## Text block

Antibodies detectable by counterimmunoelectrophoresis against Bacteroides antigens in serum of patients with inflammatory bowel disease.

Heat-extracted antigens from seven species of Bacteroides were used in passive hemagglutination and counterimmunoelectrophoretic tests. Sera from 87 normal persons (group I) and 15 patients with ulcerative colitis (group II) were of low and equal reactivity in passive hemagglutination tests; all positive tests were eliminated by 2-mercaptoethanol reduction of the sera. When these same sera were tested by counterimmunoelectrophoresis with six of the Bacteroides antigens, no significant difference in the percentage of positive reactions was noted. However, using the chi-square test, the seventh antigen, prepared from Bacteroides vulgatus, successfully distinguished the two populations at the 0.025 level. Counterimmunoelectrophoretic tests with the B. vulgatus antigen also provided a means to separate the patients in group II with active disease from those in remission at a P value of 0.01. All the sera from 12 patients with defined Crohn's disease activity indexes reacted with the B. vulgatus antigen in counterimmunoelectrophoretic tests. Reduction and alkylation of patient sera with 2-mercaptoethanol and iodoacetamide removed detectable antibody in 78% of the samples, which suggested a dominant role of immunoglobulin M in the response to Bacteroides antigens.

## Explore the material
1. According to the abstract, how many normal persons gave sera for the tests?
2. Decide whether each statement agrees with the abstract. (a) In counterimmunoelectrophoresis, six of the Bacteroides antigens showed no significant difference between the groups. (b) The B. vulgatus antigen separated patients with active disease from those in remission at a P value of 0.025. (c) Reduction and alkylation with 2-mercaptoethanol and iodoacetamide removed detectable antibody from every sample.
The records that come next are separate material and have no connection to the abstract.

## Dataset entries

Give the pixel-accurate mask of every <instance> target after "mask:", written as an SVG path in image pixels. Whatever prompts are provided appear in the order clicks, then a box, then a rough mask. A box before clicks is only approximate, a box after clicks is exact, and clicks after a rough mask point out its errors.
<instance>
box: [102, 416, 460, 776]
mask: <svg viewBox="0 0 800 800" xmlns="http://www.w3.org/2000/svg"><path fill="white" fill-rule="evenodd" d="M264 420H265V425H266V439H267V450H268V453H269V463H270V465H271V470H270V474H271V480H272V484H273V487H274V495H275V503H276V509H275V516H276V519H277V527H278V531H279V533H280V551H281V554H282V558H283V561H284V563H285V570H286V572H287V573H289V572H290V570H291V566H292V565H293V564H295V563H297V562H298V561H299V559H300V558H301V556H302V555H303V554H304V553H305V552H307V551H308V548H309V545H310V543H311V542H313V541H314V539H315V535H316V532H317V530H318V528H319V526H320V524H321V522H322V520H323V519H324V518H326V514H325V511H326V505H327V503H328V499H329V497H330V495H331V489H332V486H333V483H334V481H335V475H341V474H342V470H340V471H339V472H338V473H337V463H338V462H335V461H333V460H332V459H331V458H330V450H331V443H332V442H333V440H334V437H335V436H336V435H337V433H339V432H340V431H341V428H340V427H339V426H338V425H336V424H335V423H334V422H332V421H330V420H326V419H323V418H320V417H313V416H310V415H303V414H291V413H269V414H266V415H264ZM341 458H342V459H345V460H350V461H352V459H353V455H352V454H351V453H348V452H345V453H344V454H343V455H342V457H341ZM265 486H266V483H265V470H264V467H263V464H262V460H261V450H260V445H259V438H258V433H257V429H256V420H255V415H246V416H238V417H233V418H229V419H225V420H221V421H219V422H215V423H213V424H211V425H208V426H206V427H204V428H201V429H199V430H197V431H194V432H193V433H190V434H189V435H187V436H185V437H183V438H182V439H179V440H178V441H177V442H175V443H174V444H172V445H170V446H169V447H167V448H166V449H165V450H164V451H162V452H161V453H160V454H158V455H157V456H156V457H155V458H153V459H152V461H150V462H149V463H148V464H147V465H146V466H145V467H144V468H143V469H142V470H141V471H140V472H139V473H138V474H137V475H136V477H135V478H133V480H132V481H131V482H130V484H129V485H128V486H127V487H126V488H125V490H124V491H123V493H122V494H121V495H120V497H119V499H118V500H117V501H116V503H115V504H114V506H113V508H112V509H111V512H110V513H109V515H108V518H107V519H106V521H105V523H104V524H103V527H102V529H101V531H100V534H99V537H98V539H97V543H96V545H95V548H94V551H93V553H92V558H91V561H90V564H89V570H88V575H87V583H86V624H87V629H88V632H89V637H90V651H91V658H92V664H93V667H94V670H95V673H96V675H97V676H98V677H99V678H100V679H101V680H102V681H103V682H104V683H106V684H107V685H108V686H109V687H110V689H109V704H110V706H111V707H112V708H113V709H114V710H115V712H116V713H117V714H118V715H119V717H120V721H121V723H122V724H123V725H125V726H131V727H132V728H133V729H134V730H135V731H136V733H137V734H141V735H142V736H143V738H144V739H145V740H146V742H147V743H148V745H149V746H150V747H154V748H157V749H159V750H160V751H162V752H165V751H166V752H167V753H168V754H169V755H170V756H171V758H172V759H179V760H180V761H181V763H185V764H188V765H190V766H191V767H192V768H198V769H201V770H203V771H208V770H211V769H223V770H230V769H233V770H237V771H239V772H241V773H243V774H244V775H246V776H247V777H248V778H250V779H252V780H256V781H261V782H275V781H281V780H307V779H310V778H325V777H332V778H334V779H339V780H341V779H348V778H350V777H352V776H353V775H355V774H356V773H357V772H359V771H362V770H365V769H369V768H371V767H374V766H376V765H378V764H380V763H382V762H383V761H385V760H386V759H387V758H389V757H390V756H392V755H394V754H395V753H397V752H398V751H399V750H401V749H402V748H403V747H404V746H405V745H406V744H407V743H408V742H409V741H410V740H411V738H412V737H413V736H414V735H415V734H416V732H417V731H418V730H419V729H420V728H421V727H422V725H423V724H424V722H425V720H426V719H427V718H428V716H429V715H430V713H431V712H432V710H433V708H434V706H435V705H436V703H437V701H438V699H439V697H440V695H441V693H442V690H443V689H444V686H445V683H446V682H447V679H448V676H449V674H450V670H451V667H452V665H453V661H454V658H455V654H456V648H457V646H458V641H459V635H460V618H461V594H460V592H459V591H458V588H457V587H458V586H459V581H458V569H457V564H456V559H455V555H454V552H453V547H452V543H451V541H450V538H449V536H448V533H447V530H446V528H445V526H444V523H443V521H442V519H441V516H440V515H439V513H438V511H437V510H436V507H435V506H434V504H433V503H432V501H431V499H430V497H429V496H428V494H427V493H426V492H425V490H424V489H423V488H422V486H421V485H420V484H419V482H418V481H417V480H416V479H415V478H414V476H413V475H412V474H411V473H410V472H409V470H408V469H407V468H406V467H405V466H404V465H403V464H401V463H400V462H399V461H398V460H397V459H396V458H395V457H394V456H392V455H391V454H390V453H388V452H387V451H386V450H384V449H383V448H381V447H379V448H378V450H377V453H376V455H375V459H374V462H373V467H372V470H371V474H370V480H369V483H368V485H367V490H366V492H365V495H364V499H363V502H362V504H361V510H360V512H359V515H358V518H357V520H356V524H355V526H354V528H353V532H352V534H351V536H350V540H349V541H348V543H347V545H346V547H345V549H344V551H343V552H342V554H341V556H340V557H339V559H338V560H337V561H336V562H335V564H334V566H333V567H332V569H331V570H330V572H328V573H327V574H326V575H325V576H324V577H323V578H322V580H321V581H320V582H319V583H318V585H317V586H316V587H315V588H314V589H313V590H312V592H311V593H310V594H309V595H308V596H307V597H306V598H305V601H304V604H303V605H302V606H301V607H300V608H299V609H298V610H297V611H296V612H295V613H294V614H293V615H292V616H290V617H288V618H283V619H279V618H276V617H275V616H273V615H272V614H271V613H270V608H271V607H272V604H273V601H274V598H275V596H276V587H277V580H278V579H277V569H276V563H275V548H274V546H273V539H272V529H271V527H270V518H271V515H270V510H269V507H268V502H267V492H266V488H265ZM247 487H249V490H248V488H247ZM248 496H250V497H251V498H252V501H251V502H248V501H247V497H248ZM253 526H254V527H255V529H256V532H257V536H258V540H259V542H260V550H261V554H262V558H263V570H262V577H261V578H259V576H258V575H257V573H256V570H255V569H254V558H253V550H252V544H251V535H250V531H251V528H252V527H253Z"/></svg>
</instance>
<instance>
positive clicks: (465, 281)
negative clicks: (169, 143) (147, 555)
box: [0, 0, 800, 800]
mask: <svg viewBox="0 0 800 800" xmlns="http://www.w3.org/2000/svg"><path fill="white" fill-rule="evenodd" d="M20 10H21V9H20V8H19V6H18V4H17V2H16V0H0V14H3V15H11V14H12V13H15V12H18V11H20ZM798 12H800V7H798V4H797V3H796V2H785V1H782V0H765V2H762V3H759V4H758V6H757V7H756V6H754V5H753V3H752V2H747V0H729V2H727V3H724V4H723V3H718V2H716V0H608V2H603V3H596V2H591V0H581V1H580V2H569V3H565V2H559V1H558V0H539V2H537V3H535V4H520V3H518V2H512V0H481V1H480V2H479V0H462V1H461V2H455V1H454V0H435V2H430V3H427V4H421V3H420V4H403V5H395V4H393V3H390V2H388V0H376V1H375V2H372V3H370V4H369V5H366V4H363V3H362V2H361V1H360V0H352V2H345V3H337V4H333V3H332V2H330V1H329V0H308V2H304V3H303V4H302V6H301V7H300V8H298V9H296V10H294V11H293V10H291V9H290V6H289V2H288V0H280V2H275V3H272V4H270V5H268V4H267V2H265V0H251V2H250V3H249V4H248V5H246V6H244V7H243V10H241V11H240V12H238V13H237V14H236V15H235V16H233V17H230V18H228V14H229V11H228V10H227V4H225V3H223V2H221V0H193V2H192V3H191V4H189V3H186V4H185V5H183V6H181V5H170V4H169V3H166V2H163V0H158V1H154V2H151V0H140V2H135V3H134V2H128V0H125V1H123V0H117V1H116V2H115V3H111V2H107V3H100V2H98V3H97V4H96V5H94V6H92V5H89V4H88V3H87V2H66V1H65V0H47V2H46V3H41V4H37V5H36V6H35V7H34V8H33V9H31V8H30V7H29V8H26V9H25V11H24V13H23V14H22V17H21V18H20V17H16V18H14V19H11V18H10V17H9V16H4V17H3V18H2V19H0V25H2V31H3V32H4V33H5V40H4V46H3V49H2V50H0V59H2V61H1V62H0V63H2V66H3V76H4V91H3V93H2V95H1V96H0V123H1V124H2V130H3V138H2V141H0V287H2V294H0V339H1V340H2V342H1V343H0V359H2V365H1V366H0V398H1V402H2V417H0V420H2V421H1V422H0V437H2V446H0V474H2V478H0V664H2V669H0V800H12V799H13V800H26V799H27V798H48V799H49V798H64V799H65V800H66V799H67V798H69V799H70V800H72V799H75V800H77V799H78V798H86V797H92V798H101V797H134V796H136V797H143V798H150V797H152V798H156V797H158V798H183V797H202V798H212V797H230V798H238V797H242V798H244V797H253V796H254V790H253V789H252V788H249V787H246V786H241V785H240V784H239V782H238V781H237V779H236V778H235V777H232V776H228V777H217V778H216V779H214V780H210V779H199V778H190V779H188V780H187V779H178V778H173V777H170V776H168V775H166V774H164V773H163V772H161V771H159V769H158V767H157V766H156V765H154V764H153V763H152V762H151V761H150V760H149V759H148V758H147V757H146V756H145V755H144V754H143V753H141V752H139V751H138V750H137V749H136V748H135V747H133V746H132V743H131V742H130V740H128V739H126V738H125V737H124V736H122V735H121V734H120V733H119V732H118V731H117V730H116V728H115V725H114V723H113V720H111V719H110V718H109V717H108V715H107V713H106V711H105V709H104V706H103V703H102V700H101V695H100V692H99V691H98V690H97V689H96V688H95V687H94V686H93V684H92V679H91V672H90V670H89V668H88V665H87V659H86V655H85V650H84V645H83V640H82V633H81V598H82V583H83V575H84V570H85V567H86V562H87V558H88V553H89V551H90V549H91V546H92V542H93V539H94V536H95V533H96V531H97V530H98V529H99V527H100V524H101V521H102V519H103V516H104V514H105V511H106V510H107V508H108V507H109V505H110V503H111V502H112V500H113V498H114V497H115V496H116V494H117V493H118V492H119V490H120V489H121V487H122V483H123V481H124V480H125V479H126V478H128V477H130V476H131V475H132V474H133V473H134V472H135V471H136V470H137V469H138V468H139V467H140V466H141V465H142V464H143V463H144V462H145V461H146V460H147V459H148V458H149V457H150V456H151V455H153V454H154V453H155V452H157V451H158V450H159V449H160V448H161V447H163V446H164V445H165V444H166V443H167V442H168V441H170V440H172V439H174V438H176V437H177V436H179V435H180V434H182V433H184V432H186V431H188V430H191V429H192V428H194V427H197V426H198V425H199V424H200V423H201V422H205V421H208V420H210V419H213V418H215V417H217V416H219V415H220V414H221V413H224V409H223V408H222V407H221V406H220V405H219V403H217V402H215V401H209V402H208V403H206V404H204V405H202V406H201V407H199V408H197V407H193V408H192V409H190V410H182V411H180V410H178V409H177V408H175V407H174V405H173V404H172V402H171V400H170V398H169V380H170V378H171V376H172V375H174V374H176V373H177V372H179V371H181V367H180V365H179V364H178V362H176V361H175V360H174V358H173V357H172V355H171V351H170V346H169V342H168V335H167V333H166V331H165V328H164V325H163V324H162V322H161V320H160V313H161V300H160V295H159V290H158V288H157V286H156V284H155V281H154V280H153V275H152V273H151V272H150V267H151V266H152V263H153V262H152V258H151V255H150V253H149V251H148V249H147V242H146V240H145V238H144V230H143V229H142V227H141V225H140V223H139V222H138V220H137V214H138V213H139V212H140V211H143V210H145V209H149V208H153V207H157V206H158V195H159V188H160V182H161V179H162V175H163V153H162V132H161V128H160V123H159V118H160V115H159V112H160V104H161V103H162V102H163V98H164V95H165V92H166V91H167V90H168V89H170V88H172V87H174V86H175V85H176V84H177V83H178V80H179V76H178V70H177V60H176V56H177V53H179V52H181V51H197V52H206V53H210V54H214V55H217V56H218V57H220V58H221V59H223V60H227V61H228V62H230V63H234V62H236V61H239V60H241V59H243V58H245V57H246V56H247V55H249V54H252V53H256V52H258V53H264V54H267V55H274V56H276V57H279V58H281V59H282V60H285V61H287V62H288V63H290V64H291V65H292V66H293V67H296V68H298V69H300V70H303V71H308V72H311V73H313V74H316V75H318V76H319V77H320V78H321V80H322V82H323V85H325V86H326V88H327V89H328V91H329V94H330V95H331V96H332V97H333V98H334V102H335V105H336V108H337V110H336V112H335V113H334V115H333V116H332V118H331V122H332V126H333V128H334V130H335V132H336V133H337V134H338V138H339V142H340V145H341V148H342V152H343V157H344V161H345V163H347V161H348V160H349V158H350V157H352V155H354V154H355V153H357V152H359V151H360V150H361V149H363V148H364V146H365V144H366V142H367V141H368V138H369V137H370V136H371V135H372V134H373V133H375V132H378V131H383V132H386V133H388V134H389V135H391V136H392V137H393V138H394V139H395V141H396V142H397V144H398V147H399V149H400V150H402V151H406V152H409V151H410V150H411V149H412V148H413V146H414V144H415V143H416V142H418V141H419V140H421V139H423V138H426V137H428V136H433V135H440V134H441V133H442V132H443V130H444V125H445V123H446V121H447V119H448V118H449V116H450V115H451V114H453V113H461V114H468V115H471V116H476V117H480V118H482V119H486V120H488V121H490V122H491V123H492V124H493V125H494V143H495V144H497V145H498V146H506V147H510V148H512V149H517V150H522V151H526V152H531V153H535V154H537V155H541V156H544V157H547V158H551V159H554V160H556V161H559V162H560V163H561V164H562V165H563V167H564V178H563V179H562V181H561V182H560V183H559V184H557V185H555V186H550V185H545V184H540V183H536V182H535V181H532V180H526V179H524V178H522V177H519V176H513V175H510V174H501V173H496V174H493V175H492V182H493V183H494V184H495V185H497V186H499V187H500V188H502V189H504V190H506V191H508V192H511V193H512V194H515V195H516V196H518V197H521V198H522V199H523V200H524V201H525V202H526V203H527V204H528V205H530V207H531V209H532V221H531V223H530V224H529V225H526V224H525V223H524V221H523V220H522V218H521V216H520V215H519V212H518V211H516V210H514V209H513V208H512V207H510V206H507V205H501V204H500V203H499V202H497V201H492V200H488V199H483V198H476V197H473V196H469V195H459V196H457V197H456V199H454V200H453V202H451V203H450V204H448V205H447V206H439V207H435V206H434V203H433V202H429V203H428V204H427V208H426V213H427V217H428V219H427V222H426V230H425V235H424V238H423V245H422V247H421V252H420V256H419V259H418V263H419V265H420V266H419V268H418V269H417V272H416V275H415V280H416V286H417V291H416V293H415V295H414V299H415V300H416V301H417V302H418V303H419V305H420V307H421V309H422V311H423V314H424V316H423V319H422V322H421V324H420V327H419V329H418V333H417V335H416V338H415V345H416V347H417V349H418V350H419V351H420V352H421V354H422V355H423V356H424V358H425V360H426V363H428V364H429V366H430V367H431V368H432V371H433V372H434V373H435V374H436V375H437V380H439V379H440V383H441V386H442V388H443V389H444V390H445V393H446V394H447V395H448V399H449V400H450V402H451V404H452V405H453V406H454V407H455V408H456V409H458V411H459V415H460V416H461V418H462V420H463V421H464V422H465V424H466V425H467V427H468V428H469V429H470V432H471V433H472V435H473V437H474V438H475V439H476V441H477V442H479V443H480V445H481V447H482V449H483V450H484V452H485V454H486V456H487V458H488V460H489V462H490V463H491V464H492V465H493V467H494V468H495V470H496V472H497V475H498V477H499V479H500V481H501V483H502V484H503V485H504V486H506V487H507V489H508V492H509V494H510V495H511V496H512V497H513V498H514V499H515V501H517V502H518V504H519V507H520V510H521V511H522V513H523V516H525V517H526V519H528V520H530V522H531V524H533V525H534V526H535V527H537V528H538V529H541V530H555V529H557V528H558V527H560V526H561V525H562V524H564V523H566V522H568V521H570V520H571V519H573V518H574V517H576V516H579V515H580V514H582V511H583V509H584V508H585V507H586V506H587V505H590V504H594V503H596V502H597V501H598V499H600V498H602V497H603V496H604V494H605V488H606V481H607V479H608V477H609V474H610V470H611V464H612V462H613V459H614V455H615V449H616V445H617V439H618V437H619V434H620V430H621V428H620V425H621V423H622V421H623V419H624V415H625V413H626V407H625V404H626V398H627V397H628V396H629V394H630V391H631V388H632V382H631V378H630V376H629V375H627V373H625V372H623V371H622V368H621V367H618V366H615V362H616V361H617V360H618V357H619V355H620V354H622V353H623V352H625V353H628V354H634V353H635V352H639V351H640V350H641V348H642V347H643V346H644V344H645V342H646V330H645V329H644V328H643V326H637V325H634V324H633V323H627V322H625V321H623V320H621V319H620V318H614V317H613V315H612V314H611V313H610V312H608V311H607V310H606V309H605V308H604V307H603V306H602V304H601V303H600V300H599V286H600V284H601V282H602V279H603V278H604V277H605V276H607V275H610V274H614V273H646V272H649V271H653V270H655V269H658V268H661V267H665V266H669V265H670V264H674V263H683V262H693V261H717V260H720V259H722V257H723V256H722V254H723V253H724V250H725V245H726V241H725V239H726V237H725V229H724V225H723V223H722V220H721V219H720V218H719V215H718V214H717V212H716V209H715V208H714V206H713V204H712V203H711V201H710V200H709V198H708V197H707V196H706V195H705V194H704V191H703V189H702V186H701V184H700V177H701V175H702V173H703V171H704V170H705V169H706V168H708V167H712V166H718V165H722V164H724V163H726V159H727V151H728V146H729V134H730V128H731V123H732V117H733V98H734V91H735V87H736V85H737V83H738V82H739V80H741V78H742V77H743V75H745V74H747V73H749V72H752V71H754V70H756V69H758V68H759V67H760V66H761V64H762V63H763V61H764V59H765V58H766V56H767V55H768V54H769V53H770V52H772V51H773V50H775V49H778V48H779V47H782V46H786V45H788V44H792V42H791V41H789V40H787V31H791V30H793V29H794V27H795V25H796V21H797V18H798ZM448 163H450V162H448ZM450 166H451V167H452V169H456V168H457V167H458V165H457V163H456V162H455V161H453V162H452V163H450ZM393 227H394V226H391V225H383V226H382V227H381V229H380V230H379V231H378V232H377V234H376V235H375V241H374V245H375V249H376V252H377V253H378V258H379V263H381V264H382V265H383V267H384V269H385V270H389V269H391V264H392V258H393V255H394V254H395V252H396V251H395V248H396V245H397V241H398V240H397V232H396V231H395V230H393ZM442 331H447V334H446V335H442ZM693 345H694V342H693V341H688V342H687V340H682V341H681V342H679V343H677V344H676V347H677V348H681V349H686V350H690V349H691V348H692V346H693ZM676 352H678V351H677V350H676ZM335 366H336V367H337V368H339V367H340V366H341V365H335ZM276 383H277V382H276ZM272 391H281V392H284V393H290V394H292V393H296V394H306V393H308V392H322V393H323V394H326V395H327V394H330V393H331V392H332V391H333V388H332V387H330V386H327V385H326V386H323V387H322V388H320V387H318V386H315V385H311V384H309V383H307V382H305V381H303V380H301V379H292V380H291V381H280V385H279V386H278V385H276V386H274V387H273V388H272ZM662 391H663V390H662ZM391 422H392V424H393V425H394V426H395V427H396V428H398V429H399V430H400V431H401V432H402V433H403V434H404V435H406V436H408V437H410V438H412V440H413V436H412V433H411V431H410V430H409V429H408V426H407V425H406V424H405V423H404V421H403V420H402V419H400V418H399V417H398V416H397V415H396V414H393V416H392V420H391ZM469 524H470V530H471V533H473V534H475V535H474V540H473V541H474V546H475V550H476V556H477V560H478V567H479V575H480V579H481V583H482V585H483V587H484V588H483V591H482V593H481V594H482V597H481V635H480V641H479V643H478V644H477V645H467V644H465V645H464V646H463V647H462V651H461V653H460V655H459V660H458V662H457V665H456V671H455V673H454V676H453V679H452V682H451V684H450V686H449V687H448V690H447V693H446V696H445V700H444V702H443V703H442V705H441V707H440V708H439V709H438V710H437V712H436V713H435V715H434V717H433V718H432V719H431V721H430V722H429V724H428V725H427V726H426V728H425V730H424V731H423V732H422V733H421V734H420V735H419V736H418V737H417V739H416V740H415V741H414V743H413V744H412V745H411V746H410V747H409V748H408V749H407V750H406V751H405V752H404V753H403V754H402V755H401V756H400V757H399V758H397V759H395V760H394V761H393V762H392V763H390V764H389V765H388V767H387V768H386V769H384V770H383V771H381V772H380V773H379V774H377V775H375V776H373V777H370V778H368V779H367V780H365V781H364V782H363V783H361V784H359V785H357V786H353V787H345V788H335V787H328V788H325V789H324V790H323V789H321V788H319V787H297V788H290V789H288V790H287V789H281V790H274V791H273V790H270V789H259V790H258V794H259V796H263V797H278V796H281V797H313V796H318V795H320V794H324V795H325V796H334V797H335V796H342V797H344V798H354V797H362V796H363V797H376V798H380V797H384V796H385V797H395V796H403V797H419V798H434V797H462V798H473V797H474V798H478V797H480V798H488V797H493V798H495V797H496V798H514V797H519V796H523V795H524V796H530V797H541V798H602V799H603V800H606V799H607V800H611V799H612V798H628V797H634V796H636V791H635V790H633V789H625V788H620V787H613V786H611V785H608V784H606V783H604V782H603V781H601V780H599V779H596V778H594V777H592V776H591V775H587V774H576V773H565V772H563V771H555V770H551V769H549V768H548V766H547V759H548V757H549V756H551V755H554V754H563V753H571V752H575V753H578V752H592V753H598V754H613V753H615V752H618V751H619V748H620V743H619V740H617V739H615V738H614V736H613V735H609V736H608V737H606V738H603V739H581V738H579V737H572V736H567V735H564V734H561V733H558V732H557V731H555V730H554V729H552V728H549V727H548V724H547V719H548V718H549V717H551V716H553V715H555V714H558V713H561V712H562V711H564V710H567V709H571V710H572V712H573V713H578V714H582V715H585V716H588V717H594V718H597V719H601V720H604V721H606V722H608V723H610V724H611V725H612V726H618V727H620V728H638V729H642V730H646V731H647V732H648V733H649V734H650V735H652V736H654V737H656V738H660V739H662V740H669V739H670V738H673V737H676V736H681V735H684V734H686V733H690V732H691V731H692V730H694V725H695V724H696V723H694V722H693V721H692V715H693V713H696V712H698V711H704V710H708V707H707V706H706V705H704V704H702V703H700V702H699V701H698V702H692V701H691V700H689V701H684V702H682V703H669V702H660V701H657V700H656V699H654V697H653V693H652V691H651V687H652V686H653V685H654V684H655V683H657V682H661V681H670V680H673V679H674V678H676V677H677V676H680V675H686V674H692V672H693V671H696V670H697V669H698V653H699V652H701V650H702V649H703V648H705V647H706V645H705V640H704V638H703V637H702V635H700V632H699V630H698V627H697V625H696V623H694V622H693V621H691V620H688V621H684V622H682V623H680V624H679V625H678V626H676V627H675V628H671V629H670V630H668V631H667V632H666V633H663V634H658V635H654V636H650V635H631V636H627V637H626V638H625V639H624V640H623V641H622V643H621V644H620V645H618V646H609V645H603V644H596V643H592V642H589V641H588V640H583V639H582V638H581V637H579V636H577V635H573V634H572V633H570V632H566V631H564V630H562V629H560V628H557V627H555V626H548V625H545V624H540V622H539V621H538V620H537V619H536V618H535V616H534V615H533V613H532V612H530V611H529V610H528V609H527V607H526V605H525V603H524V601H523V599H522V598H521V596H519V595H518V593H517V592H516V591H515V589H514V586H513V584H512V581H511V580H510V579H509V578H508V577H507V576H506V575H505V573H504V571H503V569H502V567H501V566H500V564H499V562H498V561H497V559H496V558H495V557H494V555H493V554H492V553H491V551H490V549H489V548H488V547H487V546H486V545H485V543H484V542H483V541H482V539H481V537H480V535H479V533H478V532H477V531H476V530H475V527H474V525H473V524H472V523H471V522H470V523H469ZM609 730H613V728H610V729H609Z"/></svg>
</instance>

## Responses for each task
1. 87

2.
(a) Yes: "no significant difference in the percentage of positive reactions was noted"
(b) No: "at a P value of 0.01"
(c) No: "removed detectable antibody in 78% of the samples"